| A block of data |
□ □ □ □ □ □ □

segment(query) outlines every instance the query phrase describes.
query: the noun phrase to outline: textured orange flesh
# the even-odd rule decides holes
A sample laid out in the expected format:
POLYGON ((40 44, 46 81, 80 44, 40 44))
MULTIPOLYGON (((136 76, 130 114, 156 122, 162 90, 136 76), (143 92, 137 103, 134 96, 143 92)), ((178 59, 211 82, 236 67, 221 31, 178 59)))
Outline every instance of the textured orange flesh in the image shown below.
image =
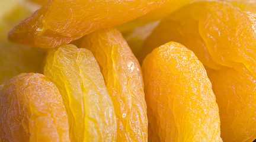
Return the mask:
POLYGON ((40 73, 44 50, 9 43, 7 34, 35 7, 17 0, 0 0, 0 85, 24 72, 40 73))
POLYGON ((211 83, 191 51, 168 43, 146 57, 142 72, 149 141, 222 141, 211 83))
POLYGON ((251 7, 235 5, 239 7, 196 2, 169 15, 145 40, 140 60, 169 41, 191 50, 207 67, 223 141, 252 141, 256 138, 255 20, 251 7))
POLYGON ((52 48, 145 15, 169 1, 49 0, 9 33, 11 42, 52 48))
POLYGON ((44 75, 20 74, 0 90, 1 141, 70 141, 60 93, 44 75))
POLYGON ((117 117, 117 141, 146 141, 142 73, 121 33, 113 28, 94 32, 81 47, 91 51, 101 68, 117 117))
POLYGON ((114 141, 114 110, 92 54, 68 44, 50 49, 46 59, 44 74, 62 94, 71 140, 114 141))

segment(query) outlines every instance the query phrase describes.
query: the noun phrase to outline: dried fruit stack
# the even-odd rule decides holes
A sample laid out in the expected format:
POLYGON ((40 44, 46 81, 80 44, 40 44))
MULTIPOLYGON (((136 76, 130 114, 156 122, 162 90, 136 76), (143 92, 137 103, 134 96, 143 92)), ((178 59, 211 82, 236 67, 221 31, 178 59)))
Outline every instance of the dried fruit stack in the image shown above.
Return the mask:
POLYGON ((0 141, 256 138, 256 2, 11 1, 0 141))

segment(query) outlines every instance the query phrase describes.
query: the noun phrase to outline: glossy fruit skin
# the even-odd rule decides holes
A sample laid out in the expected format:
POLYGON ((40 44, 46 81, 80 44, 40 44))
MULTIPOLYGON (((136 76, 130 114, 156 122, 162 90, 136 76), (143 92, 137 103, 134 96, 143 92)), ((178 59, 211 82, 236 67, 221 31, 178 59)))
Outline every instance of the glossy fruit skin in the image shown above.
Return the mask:
POLYGON ((148 118, 139 62, 121 33, 114 28, 87 36, 81 47, 97 60, 117 121, 117 141, 146 141, 148 118))
POLYGON ((222 141, 219 109, 203 64, 169 42, 145 59, 149 141, 222 141))
POLYGON ((0 90, 1 141, 70 141, 60 93, 44 75, 20 74, 0 90))
POLYGON ((72 141, 114 141, 116 118, 100 67, 88 50, 68 44, 49 50, 44 74, 59 89, 72 141))
POLYGON ((34 47, 52 48, 65 45, 94 31, 145 15, 166 2, 49 0, 40 9, 16 25, 9 33, 8 40, 34 47))
POLYGON ((242 7, 220 2, 187 5, 163 20, 142 51, 146 54, 169 41, 191 50, 209 72, 223 141, 252 141, 256 138, 256 92, 251 89, 256 82, 255 18, 250 7, 235 5, 242 7))

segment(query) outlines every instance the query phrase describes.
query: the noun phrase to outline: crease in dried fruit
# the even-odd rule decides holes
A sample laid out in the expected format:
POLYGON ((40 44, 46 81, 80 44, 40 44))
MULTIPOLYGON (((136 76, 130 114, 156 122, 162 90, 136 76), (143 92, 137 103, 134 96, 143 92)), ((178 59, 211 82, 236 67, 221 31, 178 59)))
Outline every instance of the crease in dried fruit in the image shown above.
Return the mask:
POLYGON ((72 141, 116 141, 113 103, 100 67, 89 50, 72 44, 50 49, 44 73, 62 93, 72 141))
POLYGON ((100 65, 117 117, 117 141, 146 141, 142 74, 121 33, 114 28, 94 32, 85 36, 81 47, 89 49, 100 65))

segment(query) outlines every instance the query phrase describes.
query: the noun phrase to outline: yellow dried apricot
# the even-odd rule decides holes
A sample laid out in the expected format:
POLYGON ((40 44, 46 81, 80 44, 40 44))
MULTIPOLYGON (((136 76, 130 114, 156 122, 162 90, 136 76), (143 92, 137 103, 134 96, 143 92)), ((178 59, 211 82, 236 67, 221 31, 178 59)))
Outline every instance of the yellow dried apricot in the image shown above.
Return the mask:
POLYGON ((39 73, 21 73, 0 89, 1 141, 70 141, 56 86, 39 73))
POLYGON ((199 2, 180 9, 159 23, 141 53, 170 41, 194 52, 213 84, 223 141, 251 141, 256 138, 255 14, 246 5, 239 5, 199 2))
POLYGON ((44 75, 59 88, 72 141, 114 141, 116 118, 100 67, 88 50, 68 44, 49 50, 44 75))
POLYGON ((142 71, 149 141, 222 141, 210 82, 191 51, 168 43, 148 55, 142 71))
POLYGON ((117 141, 146 141, 142 73, 121 33, 113 28, 93 32, 85 36, 81 47, 91 51, 100 65, 117 117, 117 141))
POLYGON ((37 7, 18 0, 0 1, 0 85, 24 72, 40 73, 44 50, 9 43, 7 34, 37 7))

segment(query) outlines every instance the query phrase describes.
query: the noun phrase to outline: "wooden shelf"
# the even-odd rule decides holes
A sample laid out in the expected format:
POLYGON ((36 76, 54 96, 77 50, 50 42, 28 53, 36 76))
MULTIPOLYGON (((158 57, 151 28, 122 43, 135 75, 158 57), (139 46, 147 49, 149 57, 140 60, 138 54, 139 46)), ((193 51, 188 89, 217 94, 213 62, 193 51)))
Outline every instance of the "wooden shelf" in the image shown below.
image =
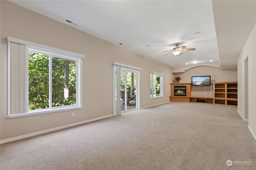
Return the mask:
POLYGON ((213 97, 191 96, 191 83, 171 83, 170 102, 187 102, 216 104, 224 106, 237 106, 237 82, 212 83, 214 86, 213 97), (174 96, 174 85, 187 86, 186 96, 174 96))
POLYGON ((212 83, 214 104, 237 106, 237 82, 212 83))

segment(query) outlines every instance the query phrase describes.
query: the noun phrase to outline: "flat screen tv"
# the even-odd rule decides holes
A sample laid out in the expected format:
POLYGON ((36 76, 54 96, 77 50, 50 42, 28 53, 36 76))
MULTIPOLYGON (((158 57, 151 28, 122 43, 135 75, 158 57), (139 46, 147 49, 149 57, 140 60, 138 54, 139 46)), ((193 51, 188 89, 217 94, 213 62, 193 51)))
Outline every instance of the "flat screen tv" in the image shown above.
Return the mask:
POLYGON ((211 76, 193 76, 192 86, 205 86, 211 85, 211 76))

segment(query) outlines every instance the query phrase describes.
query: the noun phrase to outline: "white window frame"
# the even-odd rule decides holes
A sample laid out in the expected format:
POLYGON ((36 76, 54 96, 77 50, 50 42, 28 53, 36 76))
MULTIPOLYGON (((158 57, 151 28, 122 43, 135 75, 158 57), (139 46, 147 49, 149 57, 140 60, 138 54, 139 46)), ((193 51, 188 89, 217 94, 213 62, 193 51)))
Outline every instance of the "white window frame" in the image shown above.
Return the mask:
POLYGON ((159 73, 154 71, 150 71, 150 98, 162 98, 163 96, 163 84, 164 84, 164 74, 162 73, 159 73), (154 95, 154 92, 155 90, 155 84, 154 82, 154 76, 156 76, 160 77, 160 96, 155 96, 154 95), (152 83, 152 82, 153 83, 152 83))
MULTIPOLYGON (((9 41, 14 42, 17 43, 25 44, 26 46, 28 46, 27 51, 27 59, 28 59, 28 55, 29 51, 32 51, 38 53, 42 53, 46 55, 49 55, 49 108, 46 109, 42 109, 39 110, 34 110, 28 111, 28 113, 23 113, 10 115, 8 110, 8 115, 6 116, 8 118, 16 117, 18 117, 26 116, 31 115, 35 115, 37 114, 46 113, 54 113, 58 111, 64 111, 70 110, 74 110, 79 109, 83 107, 82 106, 82 63, 83 59, 85 57, 84 55, 76 53, 65 50, 52 47, 50 47, 36 43, 21 40, 15 38, 8 37, 7 41, 9 41), (57 57, 58 58, 68 59, 72 61, 76 61, 76 102, 75 105, 64 106, 61 106, 52 107, 52 57, 57 57)), ((28 92, 27 98, 28 100, 28 72, 27 69, 27 77, 28 83, 26 83, 27 91, 28 92)), ((8 76, 9 75, 8 75, 8 76)), ((8 80, 9 78, 8 78, 8 80)), ((10 89, 10 86, 8 84, 8 88, 10 89)), ((8 90, 8 91, 9 90, 8 90)), ((10 102, 8 99, 8 102, 10 102)), ((28 101, 27 101, 28 104, 28 101)))

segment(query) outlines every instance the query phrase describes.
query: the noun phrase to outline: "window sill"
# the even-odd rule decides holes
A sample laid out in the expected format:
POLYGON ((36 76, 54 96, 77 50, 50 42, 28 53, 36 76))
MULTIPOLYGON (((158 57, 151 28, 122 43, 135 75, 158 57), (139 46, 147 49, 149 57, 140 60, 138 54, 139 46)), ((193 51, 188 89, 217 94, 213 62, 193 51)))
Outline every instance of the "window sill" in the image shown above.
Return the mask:
POLYGON ((164 96, 156 96, 156 97, 150 97, 150 99, 154 99, 155 98, 163 98, 164 96))
POLYGON ((32 116, 33 115, 40 115, 41 114, 48 113, 50 113, 57 112, 58 111, 66 111, 66 110, 75 110, 76 109, 82 109, 82 108, 83 108, 83 106, 76 106, 58 109, 52 109, 50 110, 37 110, 36 111, 32 111, 29 113, 25 113, 7 115, 5 116, 5 117, 6 117, 11 118, 13 117, 21 117, 23 116, 32 116))

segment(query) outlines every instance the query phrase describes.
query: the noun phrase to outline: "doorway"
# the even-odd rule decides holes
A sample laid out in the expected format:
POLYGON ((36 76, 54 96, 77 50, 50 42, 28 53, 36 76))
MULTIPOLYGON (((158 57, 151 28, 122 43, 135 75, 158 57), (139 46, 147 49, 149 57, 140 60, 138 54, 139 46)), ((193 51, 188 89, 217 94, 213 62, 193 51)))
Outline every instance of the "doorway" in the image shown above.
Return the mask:
POLYGON ((140 74, 142 69, 116 63, 113 66, 114 115, 139 109, 140 74))
POLYGON ((248 57, 244 60, 244 119, 248 119, 249 94, 248 78, 248 57))
POLYGON ((120 102, 121 113, 137 109, 137 72, 122 68, 121 70, 120 102))

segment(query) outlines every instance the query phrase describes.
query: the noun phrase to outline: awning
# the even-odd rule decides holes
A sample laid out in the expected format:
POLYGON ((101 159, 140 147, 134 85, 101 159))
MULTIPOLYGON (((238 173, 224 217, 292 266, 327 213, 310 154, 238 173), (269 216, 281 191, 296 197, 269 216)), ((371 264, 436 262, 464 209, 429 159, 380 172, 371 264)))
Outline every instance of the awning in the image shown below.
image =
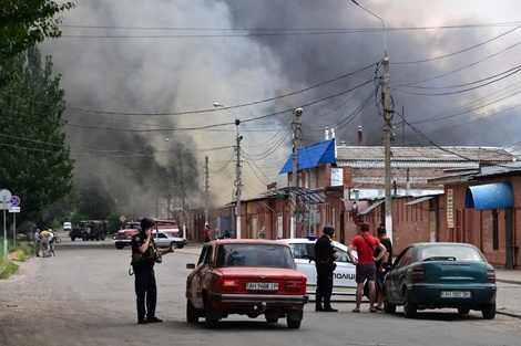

□ □ □ □ □ □ □

| Task description |
Copy the records word for word from the very beginning through the line containing "POLYGON ((0 141, 256", including that line, but leave out the pictures.

| Right answer |
segment(query) outlines every instance the query phrase describes.
query: the noun phrase to outline: textured orange flesh
# the even-odd rule decides holes
A sample laid out in the expected format:
POLYGON ((40 44, 46 81, 80 44, 40 44))
MULTIPOLYGON (((136 76, 130 114, 156 122, 162 90, 136 76), (143 92, 137 103, 134 96, 143 92)), ((178 59, 211 82, 236 67, 221 31, 178 59)))
Outline every instance of the textured orange flesh in the image shown below.
image =
Return the mask:
POLYGON ((40 73, 44 50, 9 43, 7 34, 35 7, 17 0, 0 0, 0 85, 24 72, 40 73))
POLYGON ((211 83, 191 51, 168 43, 146 57, 142 72, 149 141, 222 141, 211 83))
POLYGON ((251 7, 235 5, 239 7, 196 2, 169 15, 145 40, 140 60, 169 41, 191 50, 207 67, 223 141, 252 141, 256 138, 255 20, 251 7))
POLYGON ((52 48, 145 15, 169 1, 49 0, 9 33, 11 42, 52 48))
POLYGON ((44 75, 20 74, 0 90, 1 141, 70 141, 60 93, 44 75))
POLYGON ((117 117, 117 141, 146 141, 142 73, 121 33, 113 28, 94 32, 81 47, 91 51, 101 68, 117 117))
POLYGON ((114 141, 114 110, 92 54, 68 44, 50 49, 46 59, 44 74, 62 94, 71 140, 114 141))

segment(query) outlines every instance the query phrase describes.
query: the noun phrase to outline: dried fruit stack
# the even-odd rule decides holes
A sample laid out in the expected format:
POLYGON ((40 44, 46 81, 80 44, 40 44))
MULTIPOLYGON (((136 76, 130 114, 156 122, 162 90, 136 76), (143 92, 137 103, 134 96, 143 92)), ((178 59, 211 82, 236 67, 221 31, 178 59)))
Outline every instance of the dried fruit stack in the image shown above.
Return the mask:
POLYGON ((0 141, 256 138, 256 2, 11 1, 0 141))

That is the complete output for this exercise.